[Provided text]

▽

I push myself everyday often beyond my better judgment. Lupus and Sjogrens are not diseases that I can beat into submission nor is the depression that comes along with the chronic widespread pain.
Yes, I want to do more, but why can’t you see I can only do so much and some days a lot less?
You need to know something else. When you don’t make the time to visit me? it breaks my spirit in ways I cannot adequately describe. I may be broken, but I still have value. I am worth the trouble it would take to make the trip to my house. I know you love me.
I wish you knew how much I need you to recognize this won’t go away by ignoring it and by default me.
deal with chronic pain – though I’m certain far less significant than yours – and I understand the accompanying depression. It’s miserable to be miserable all of the time.
Have you communicated with your loved ones how important it is to have regular visits from them? I mean, really communicated? Hints rarely work, especially if thar be menfolk involved. I know it can be hard to speak up that you need help, that you need support, especially when you’re depressed and feeling low, but it’s the area where it’s really important that you push yourself, so that other areas can be made easier.

△

[Data extract]
▽

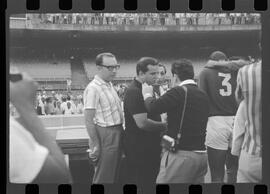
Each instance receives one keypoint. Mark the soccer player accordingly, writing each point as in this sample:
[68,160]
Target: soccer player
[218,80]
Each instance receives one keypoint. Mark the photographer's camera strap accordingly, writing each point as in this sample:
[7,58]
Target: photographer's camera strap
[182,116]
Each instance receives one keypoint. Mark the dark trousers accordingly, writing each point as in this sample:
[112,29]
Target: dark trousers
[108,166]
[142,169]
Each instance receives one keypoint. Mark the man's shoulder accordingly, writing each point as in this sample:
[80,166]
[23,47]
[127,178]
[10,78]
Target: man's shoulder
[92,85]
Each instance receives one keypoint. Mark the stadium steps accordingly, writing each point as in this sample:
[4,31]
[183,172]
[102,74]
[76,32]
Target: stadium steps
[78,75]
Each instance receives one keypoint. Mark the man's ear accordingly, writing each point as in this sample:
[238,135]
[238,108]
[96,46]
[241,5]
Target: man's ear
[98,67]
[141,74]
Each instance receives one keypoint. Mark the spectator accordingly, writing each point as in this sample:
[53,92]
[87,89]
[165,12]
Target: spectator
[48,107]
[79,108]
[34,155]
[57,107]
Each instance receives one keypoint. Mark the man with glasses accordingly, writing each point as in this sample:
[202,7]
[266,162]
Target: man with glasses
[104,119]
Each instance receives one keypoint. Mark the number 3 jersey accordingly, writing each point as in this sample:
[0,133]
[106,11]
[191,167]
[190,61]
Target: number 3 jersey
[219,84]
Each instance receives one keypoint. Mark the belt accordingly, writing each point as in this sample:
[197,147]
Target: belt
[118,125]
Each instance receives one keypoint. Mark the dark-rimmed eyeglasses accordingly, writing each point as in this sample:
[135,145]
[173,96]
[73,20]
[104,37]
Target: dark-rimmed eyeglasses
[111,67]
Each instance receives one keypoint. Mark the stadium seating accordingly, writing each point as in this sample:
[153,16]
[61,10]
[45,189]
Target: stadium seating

△
▽

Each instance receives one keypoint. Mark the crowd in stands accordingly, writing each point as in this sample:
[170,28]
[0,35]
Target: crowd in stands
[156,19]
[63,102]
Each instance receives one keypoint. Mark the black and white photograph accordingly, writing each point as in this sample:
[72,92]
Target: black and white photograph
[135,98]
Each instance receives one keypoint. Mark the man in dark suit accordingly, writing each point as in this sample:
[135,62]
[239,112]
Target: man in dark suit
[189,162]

△

[Tasks to complete]
a: Which two diseases does the writer of the passage on lupus and chronic pain name?
b: Please quote the passage on lupus and chronic pain, starting at "Yes, I want" and ending at "by default me.".
The records aren't needed for this work.

[Responses by item number]
a: Lupus and Sjogrens.

b:
Yes, I want to do more, but why can’t you see I can only do so much and some days a lot less?
You need to know something else. When you don’t make the time to visit me? it breaks my spirit in ways I cannot adequately describe. I may be broken, but I still have value. I am worth the trouble it would take to make the trip to my house. I know you love me.
I wish you knew how much I need you to recognize this won’t go away by ignoring it and by default me.